▶ **PASSAGE FOR REVIEW**:
By optimizing all available conditions (film thickness, SS-LZA and RTP processing), we can obtain highly-ordered hexagonal arrays of BCP cylinders (FWHM = 4.0°, S = 0.99, ρd = 7.1 μm−2). The highly-ordered morphology generated through pathway-engineering can be converted into an inorganic replica in order to generate functional nanostructures. In Fig. 7, we demonstrate the formation of an array of metallic germanium nano-dots fabricated using pathway-engineering (additional examples in ESI Fig. S10†). The organic BCP phase was converted into a metal oxide (AlOx) replica using sequential infiltration synthesis (SIS), which involves exposure to a vapor-phase organometallic precursor, and water vapor.67,68 The metal oxide forms preferentially within the PMMA cylinder cores, while subsequent plasma etching is used to remove the remaining organic PS matrix. This alumina replica of the BCP phase can be used as an etch mask, to then convert the nanostructure into a Ge replica by etching into the underlying Ge layer. The high-fidelity replica (Fig. 7e) demonstrates that the ordered phases obtained through pathway-engineering are viable candidates for fabricating functional nanostructures, with order being controlled over wide areas through the underlying self-assembly process.

[Data entries]
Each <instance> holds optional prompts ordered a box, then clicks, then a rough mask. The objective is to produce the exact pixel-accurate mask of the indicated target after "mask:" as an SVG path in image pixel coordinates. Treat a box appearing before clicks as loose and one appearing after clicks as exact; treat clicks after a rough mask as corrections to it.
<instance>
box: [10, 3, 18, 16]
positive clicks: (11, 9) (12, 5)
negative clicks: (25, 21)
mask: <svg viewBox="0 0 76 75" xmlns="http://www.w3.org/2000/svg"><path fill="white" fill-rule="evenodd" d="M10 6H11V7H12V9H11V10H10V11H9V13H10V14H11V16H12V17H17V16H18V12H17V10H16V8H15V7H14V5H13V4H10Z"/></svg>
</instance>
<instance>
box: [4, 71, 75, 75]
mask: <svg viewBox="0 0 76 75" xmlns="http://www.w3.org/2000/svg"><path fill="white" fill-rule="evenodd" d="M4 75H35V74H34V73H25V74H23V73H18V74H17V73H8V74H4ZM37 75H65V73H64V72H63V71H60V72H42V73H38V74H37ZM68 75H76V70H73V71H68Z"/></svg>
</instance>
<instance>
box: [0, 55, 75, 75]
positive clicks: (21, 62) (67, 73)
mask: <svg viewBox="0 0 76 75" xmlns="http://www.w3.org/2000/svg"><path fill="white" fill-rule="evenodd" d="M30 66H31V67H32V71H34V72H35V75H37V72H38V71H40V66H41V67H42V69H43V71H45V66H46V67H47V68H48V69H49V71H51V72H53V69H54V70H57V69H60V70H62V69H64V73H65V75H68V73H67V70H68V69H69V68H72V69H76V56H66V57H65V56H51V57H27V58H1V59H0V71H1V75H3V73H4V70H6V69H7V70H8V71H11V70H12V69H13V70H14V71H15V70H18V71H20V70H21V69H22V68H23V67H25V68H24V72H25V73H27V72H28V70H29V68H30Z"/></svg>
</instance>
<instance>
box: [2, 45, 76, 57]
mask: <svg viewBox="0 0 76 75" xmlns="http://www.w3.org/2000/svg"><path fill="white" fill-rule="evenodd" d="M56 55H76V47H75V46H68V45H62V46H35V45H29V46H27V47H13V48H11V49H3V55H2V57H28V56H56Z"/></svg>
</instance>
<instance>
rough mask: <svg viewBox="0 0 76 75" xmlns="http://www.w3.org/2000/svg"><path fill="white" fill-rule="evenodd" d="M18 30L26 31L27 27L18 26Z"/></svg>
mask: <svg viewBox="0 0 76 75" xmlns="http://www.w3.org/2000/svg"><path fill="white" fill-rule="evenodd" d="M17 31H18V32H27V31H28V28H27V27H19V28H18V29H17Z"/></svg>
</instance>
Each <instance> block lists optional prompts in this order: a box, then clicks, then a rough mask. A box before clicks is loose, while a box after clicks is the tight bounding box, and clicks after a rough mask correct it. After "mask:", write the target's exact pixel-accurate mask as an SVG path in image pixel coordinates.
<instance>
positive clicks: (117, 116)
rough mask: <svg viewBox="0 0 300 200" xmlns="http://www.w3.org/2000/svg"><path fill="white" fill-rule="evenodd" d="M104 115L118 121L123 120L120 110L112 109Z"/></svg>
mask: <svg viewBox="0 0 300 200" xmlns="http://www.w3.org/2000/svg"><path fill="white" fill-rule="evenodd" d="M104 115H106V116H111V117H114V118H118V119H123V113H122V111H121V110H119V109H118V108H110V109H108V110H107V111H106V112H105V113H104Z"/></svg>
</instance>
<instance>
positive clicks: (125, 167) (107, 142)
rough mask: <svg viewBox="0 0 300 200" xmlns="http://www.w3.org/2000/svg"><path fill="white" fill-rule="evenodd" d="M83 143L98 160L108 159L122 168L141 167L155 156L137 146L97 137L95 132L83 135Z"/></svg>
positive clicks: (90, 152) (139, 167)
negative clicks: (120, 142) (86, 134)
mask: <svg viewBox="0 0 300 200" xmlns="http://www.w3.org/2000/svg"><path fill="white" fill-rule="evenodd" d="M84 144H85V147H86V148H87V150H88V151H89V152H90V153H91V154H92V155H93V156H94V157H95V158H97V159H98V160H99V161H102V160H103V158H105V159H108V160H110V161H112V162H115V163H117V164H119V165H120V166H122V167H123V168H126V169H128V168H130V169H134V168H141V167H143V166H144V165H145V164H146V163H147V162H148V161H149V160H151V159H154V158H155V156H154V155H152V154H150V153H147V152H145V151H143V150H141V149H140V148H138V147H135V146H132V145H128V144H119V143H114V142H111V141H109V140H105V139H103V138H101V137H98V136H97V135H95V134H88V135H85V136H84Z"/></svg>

▶ **WORK INSTRUCTIONS**: Condense the paragraph beginning "By optimizing all available conditions" from the passage on block copolymer nano-dot fabrication into a bulleted list that keeps its main facts. The records have no connection to the text that precedes them.

▶ **SOLUTION TO THIS EXERCISE**:
- Optimizing film thickness, SS-LZA, and RTP processing yields highly ordered hexagonal arrays of BCP cylinders (FWHM = 4.0°, S = 0.99, ρd = 7.1 μm−2).
- This pathway-engineered morphology can be converted into an inorganic replica to produce functional nanostructures. Fig. 7 shows an array of metallic germanium nano-dots made this way.
- Sequential infiltration synthesis (SIS), which uses a vapor-phase organometallic precursor and water vapor, converts the organic BCP phase into an AlOx replica.
- The oxide forms mainly in the PMMA cylinder cores. Plasma etching then removes the remaining PS matrix.
- The alumina replica serves as an etch mask for transferring the pattern into the underlying Ge layer.
- The high-fidelity replica (Fig. 7e) shows that these ordered phases are viable for fabricating functional nanostructures, with order controlled over wide areas by self-assembly.